* TO BE DONE *
Turn each line of the rows below into a JSON list of strings, with one string per line and no blank lines.

(Rows from a pointing dataset)
----

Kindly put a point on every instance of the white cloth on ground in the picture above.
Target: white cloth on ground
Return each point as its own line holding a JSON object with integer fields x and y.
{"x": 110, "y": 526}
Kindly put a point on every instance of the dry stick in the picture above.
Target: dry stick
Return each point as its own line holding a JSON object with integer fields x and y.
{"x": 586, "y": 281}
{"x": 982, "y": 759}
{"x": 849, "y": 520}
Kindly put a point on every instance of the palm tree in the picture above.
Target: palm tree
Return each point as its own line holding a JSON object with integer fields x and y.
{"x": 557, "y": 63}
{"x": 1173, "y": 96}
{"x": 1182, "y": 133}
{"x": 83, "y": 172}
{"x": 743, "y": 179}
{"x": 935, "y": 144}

----

* RESPONSE FOR THIS EXERCISE *
[
  "Kindly put a point on every instance of the white cloth on ground in the picture above.",
  "Target: white cloth on ground",
  "Return each point as its own line holding a JSON object with integer fields x and y.",
  "{\"x\": 110, \"y\": 526}",
  "Kindly put a point on every instance of the dry stick in the picture above.",
  "Target: dry stick",
  "Return each point as its own line holding a JSON object with integer fields x and y.",
  "{\"x\": 586, \"y\": 281}",
  "{\"x\": 982, \"y\": 759}",
  "{\"x\": 849, \"y\": 520}",
  "Kindly put a point on every instance of the palm tree in the picture above.",
  "Target: palm tree",
  "Return each point as its own line holding a JSON object with integer fields x and y.",
  "{\"x\": 557, \"y\": 63}",
  "{\"x\": 1173, \"y\": 96}",
  "{\"x\": 1182, \"y\": 133}",
  "{\"x\": 83, \"y\": 172}",
  "{\"x\": 743, \"y\": 179}",
  "{\"x\": 935, \"y\": 144}"
]